[Directions for this task]: Print, word for word, the lines of the records below from the line with "the woman's hand" to the line with "x=132, y=201", both included.

[Raw records]:
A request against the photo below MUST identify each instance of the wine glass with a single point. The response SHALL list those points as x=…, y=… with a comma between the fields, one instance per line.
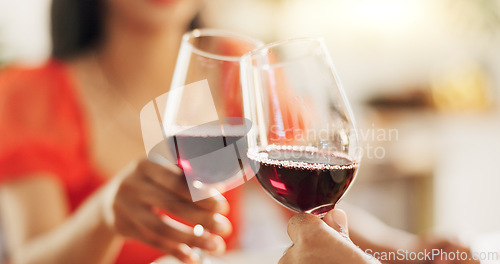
x=203, y=120
x=303, y=143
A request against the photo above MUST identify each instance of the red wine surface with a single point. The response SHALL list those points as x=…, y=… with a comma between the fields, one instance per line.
x=303, y=179
x=208, y=158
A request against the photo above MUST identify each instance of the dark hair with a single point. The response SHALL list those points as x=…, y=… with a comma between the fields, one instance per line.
x=76, y=26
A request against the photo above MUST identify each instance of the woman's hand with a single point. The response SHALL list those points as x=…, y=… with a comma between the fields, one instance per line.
x=322, y=242
x=132, y=201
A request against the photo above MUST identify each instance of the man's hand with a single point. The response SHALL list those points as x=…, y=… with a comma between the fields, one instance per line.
x=322, y=242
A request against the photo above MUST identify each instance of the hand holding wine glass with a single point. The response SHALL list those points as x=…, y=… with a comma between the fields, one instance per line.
x=323, y=242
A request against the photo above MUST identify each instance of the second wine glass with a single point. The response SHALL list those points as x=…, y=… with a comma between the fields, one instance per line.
x=303, y=144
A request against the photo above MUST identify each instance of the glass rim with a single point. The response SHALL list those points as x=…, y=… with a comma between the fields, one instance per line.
x=209, y=32
x=271, y=45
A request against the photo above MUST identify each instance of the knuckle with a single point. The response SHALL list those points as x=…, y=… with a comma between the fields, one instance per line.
x=142, y=165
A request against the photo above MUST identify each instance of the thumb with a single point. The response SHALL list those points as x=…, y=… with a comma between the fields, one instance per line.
x=337, y=219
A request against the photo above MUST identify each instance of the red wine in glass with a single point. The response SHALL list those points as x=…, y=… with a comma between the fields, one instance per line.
x=215, y=167
x=304, y=179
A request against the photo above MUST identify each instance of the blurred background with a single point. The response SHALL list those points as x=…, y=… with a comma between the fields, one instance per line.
x=423, y=77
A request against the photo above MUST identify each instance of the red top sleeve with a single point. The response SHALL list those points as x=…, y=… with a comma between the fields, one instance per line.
x=41, y=129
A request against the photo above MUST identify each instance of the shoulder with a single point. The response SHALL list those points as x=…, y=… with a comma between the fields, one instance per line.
x=30, y=95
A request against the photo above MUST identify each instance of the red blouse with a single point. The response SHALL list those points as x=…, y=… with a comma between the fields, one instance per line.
x=43, y=129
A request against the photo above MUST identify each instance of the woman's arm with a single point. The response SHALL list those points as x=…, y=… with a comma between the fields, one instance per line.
x=39, y=229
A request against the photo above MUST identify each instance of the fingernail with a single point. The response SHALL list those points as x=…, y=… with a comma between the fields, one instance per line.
x=221, y=246
x=222, y=225
x=211, y=245
x=338, y=220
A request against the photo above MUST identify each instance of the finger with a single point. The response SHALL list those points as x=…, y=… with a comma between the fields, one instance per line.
x=337, y=219
x=188, y=211
x=286, y=258
x=172, y=179
x=178, y=233
x=301, y=224
x=136, y=231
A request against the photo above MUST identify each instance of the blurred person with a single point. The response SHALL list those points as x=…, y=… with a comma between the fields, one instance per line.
x=75, y=186
x=329, y=242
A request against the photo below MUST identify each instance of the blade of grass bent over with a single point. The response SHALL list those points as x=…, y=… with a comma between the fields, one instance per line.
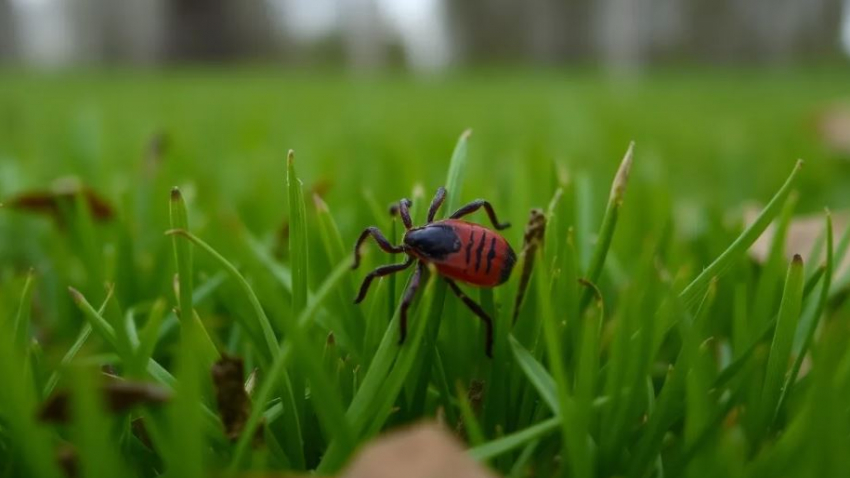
x=264, y=394
x=780, y=348
x=693, y=290
x=810, y=321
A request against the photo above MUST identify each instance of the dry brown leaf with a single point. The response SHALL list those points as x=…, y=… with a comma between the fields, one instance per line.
x=421, y=451
x=234, y=405
x=535, y=230
x=64, y=191
x=803, y=233
x=119, y=396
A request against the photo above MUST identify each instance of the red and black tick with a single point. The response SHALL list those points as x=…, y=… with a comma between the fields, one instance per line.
x=459, y=250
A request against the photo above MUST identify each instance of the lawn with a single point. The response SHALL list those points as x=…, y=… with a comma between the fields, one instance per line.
x=648, y=342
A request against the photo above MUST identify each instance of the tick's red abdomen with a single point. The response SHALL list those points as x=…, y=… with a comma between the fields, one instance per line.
x=485, y=258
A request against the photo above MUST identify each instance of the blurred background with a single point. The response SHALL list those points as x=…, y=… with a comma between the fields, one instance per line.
x=133, y=97
x=423, y=35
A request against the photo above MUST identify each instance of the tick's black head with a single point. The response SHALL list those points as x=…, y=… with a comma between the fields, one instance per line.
x=434, y=241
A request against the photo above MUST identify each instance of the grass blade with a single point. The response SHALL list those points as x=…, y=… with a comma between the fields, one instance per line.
x=515, y=440
x=809, y=323
x=268, y=344
x=21, y=327
x=609, y=223
x=780, y=348
x=276, y=369
x=456, y=173
x=183, y=259
x=297, y=237
x=695, y=289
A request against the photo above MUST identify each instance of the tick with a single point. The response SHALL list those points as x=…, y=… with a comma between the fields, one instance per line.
x=459, y=250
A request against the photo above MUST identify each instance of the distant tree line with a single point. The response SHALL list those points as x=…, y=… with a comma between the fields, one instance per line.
x=618, y=33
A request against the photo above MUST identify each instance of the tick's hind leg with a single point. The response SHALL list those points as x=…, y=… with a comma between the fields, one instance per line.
x=407, y=299
x=380, y=272
x=476, y=205
x=382, y=241
x=477, y=310
x=436, y=203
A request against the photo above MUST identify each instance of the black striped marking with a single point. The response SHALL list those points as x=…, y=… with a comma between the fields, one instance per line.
x=469, y=245
x=491, y=254
x=479, y=251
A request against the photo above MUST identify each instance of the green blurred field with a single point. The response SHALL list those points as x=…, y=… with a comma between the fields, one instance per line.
x=706, y=141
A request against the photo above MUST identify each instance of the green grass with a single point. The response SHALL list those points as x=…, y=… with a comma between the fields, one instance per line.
x=647, y=343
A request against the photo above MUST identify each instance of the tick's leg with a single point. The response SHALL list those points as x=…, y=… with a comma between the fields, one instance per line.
x=436, y=203
x=380, y=272
x=476, y=205
x=382, y=241
x=403, y=210
x=479, y=312
x=407, y=299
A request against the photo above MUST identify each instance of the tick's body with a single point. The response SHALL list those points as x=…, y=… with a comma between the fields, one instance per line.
x=459, y=250
x=463, y=251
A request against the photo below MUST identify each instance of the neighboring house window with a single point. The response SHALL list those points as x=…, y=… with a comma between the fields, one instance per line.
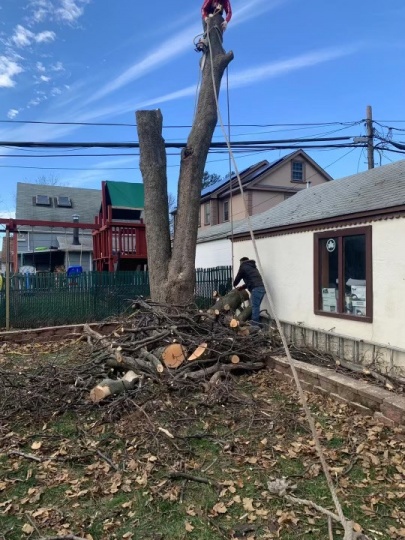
x=343, y=274
x=297, y=171
x=207, y=213
x=64, y=202
x=226, y=210
x=42, y=200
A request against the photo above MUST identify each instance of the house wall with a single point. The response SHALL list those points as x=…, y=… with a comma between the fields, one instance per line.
x=282, y=176
x=264, y=200
x=288, y=268
x=216, y=253
x=74, y=259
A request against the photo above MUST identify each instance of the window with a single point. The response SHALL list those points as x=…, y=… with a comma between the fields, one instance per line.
x=42, y=200
x=343, y=274
x=297, y=171
x=226, y=210
x=64, y=202
x=207, y=213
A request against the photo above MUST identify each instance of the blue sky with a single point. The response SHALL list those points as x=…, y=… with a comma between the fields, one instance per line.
x=99, y=61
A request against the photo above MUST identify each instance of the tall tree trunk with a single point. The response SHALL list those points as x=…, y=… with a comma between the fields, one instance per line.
x=172, y=275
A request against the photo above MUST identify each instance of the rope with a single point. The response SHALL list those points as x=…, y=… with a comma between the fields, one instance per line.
x=347, y=525
x=230, y=170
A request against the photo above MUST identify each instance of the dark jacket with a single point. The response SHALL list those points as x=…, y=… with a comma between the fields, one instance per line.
x=250, y=275
x=209, y=6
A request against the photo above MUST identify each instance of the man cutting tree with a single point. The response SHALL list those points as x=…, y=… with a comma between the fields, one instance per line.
x=213, y=7
x=209, y=9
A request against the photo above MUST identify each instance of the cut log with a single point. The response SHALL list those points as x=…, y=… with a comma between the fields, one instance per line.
x=230, y=301
x=245, y=314
x=199, y=353
x=112, y=387
x=153, y=359
x=173, y=355
x=243, y=331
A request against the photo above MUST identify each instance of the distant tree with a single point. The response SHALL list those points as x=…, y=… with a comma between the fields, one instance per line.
x=210, y=179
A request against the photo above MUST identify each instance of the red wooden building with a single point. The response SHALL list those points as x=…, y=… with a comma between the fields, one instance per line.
x=119, y=238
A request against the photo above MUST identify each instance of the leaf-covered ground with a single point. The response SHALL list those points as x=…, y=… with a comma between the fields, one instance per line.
x=165, y=466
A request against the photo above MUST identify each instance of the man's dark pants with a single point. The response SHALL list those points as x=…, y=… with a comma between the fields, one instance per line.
x=257, y=295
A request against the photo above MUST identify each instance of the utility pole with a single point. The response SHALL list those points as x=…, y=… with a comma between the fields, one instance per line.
x=8, y=278
x=370, y=137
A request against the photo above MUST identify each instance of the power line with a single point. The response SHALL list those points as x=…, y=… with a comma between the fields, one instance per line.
x=124, y=124
x=48, y=145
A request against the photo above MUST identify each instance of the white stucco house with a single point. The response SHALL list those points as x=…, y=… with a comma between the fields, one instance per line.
x=334, y=259
x=214, y=247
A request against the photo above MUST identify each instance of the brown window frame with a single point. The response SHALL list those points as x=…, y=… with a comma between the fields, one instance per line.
x=302, y=181
x=339, y=235
x=207, y=218
x=223, y=207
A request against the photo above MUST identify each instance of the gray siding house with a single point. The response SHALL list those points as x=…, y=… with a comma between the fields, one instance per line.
x=47, y=248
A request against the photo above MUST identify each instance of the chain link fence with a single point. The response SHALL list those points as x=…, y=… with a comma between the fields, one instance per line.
x=52, y=299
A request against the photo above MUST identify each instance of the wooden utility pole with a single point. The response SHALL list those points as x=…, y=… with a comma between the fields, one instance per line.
x=370, y=137
x=8, y=278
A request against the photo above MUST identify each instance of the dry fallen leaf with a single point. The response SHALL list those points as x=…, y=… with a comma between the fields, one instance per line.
x=27, y=529
x=220, y=508
x=248, y=504
x=36, y=445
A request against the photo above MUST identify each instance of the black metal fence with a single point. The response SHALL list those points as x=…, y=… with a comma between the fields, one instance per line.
x=54, y=299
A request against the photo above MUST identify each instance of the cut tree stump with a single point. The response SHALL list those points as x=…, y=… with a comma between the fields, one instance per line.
x=112, y=387
x=230, y=301
x=199, y=353
x=153, y=358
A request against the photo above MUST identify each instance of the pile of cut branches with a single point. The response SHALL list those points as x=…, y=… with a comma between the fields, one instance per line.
x=182, y=348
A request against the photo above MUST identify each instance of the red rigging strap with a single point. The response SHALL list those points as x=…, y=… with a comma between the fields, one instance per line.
x=210, y=7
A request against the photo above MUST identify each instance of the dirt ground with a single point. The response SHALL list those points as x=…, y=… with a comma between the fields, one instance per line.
x=159, y=465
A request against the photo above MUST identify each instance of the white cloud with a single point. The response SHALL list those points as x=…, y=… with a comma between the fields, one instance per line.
x=56, y=91
x=177, y=45
x=12, y=113
x=23, y=37
x=57, y=67
x=283, y=67
x=67, y=11
x=8, y=69
x=45, y=37
x=254, y=75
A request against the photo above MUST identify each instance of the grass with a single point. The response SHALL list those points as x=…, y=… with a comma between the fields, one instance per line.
x=107, y=476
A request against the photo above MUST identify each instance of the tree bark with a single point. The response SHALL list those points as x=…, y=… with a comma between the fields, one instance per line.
x=153, y=167
x=173, y=274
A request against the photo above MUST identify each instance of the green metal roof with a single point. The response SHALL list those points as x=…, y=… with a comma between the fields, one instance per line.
x=125, y=195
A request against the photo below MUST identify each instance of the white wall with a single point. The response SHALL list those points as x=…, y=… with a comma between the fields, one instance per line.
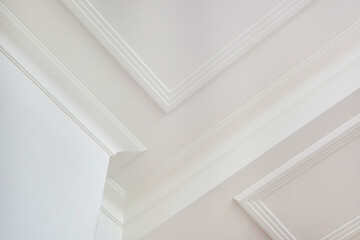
x=107, y=229
x=51, y=173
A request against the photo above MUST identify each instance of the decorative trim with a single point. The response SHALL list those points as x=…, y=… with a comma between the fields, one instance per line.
x=261, y=95
x=168, y=99
x=103, y=112
x=346, y=231
x=191, y=178
x=251, y=198
x=111, y=183
x=111, y=217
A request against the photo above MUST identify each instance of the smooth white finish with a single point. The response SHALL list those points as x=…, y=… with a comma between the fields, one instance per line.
x=316, y=186
x=173, y=48
x=70, y=94
x=217, y=216
x=51, y=173
x=282, y=84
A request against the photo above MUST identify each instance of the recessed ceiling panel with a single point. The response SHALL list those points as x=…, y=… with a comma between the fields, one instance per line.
x=172, y=48
x=313, y=196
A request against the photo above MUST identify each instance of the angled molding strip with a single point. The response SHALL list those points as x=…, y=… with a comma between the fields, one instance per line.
x=115, y=137
x=335, y=86
x=124, y=139
x=168, y=99
x=251, y=198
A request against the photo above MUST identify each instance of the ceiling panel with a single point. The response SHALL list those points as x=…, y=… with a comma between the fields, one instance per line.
x=312, y=196
x=172, y=48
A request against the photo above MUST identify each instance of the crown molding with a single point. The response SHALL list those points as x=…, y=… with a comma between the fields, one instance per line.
x=326, y=89
x=253, y=101
x=166, y=98
x=251, y=199
x=77, y=102
x=346, y=231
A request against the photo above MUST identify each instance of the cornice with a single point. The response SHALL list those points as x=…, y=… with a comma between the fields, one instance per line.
x=113, y=138
x=251, y=198
x=334, y=86
x=168, y=99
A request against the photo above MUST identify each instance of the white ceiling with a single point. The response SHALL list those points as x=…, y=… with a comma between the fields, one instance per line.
x=261, y=70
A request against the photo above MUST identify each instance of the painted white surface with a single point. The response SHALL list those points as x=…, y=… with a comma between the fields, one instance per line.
x=106, y=229
x=51, y=173
x=314, y=194
x=217, y=216
x=286, y=80
x=173, y=48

[Written answer]:
A request against the photo above MUST identify each instance of the woman's hand with a single point. The response SHALL list those points as x=…, y=… with a comma between the fields, one instance per line.
x=322, y=242
x=132, y=201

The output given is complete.